#### Data provided ####

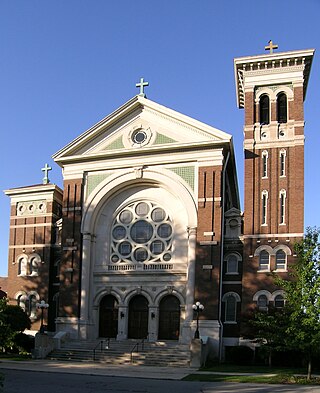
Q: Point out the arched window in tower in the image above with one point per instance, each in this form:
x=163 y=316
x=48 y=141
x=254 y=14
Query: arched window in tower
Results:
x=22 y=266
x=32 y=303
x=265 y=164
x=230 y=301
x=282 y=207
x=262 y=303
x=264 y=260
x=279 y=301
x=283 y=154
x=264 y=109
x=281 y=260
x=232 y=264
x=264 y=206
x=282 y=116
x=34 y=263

####
#### Data provided ####

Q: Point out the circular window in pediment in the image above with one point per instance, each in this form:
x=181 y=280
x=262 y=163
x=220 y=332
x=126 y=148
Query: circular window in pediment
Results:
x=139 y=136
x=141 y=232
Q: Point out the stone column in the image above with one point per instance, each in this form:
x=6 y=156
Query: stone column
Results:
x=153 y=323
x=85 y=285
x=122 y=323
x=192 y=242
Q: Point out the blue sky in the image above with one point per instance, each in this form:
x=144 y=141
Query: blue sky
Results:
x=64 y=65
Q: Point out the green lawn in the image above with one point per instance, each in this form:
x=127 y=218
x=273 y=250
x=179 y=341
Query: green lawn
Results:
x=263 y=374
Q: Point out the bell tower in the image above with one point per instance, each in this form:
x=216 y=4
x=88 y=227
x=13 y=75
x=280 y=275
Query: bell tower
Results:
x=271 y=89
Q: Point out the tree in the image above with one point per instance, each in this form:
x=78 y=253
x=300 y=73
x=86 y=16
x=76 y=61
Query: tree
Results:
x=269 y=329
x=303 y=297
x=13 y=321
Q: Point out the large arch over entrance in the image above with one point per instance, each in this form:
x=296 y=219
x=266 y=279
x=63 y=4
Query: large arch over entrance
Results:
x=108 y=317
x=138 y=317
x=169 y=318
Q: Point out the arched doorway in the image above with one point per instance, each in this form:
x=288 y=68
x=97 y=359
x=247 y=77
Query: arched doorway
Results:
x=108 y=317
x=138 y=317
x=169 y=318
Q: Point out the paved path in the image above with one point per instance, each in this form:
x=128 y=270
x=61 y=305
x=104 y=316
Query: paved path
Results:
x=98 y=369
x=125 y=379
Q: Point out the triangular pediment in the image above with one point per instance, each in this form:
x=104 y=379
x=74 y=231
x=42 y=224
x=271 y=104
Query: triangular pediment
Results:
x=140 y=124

####
#### Data provided ####

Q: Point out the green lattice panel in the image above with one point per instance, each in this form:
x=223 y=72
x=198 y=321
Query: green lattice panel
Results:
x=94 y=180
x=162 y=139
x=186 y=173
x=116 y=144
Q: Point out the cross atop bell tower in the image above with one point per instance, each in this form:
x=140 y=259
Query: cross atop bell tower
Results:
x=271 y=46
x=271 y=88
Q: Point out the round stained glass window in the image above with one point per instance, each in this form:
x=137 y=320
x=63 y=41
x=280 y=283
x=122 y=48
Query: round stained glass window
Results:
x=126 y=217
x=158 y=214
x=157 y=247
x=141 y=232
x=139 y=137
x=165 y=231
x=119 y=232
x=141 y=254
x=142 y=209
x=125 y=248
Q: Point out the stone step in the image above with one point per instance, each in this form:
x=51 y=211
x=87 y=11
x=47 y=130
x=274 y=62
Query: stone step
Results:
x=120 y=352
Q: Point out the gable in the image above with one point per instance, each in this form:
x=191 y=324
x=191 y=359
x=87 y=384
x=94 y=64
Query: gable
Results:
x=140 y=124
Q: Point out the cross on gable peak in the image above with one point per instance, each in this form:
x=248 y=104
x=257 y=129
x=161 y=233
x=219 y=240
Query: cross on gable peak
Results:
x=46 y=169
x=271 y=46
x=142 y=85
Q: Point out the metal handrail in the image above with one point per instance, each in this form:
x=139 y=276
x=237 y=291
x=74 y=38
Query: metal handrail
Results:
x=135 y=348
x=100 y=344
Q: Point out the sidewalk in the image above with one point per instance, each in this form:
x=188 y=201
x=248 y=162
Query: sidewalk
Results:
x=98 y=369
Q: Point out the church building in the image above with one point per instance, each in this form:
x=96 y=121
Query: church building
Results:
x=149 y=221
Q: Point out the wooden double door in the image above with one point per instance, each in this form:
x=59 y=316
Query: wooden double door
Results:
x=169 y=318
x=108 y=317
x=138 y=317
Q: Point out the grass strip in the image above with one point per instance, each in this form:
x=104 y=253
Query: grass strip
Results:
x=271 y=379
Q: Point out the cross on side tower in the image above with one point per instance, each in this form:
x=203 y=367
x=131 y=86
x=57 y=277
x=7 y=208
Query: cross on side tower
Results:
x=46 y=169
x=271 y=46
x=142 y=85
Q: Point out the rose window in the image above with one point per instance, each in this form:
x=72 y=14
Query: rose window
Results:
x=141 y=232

####

■ The task: Recast the records from the line containing "Q: Point out the sidewalk" up to and including the line containing "x=271 y=379" as a JSON list of strings, one string per line, with blank lines left out.

■ Response for this exercise:
[
  "Q: Point out the sidewalk in the image above with one point per instance, each in this form:",
  "x=188 y=201",
  "x=248 y=162",
  "Query: sidewalk",
  "Results:",
  "x=98 y=369",
  "Q: Point out the church building in the image above with one point per instance, each in this form:",
  "x=96 y=121",
  "Query: church building",
  "Results:",
  "x=149 y=221",
  "Q: Point out the wooden double door in the image above with one point per instance, each in this form:",
  "x=59 y=316",
  "Query: wooden double door",
  "Results:",
  "x=169 y=318",
  "x=108 y=317",
  "x=138 y=317",
  "Q: Point out the grass strip in the image above with one point per instance, each in this form:",
  "x=104 y=253",
  "Query: grass strip",
  "Results:",
  "x=271 y=379"
]